* **Passage**
Segment Open
According to the IRS, it reports two-thirds of phishing reported to phishing@irs.gov are comprised of Business Email Compromise (BEC) or Business Email Spoofing (BES). Impersonation of IRS agents, state tax agents, tax software companies or financial institutions offer various services, specialties in specific tax programs, or warn of incomplete filings and ask for the email recipient to click on a link to provide the missing information. Other scenarios feature fraudsters posing as trusted organizations, or even as a friend (they spoof a sender from your sender list). The IRS says that taxpayers should remain vigilant to phishing scams and always reach out to a known contact source using a phone number or email that is independently known to be the accurate contact information. Taxpayers are warned not to trust links, phone numbers, or callers whether contact is via email or phone when it comes to tax matters.

The IRS also shares a that tax professionals are falling victim to hacking and data breaches. Tax professionals are being spoofed by criminals posing as tax filers. Make sure your tax professional is up to date in their cyber protections, software (operating system, virus, and malware protection) and training. The IRS and its partners are assisting tax professionals with a quick start for them to develop a Written Information Security Plan (WISP). It is important for tax filers who use tax professionals to know that the Federal Trade Commission (FTC) requires all tax professionals to have a WISP.

Other tips to stay safe online not only during this time of the year, but throughout the year:

  • Use a password manager and create strong passwords: Strong passwords are critical to protecting data and one of the easiest steps to take towards cyber security. When creating strong passwords, one should avoid personal names, addresses, common phrases, sports team names, or a series of numbers. A password manager is best for creating strong passwords. Passwords that are easily remembered make it easier for a cyber criminal’s password hacking software to decode. Characteristics that make a password hard to remember also make passwords hard to crack.
Segment Closed
* **Supplied data**
Segment Open
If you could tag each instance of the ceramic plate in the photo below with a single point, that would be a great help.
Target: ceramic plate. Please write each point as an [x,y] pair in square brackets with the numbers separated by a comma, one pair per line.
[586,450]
Segment Closed
Segment Open
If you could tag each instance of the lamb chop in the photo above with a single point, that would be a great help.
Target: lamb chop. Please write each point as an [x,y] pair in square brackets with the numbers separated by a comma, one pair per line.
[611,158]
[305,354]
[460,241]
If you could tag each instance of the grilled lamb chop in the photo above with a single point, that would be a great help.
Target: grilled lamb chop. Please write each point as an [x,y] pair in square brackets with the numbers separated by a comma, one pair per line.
Segment Closed
* **Your assignment**
What does the text on tax-season phishing say to avoid when creating strong passwords? List every item.

* **Exercise result**
- Personal names
- Addresses
- Common phrases
- Sports team names
- A series of numbers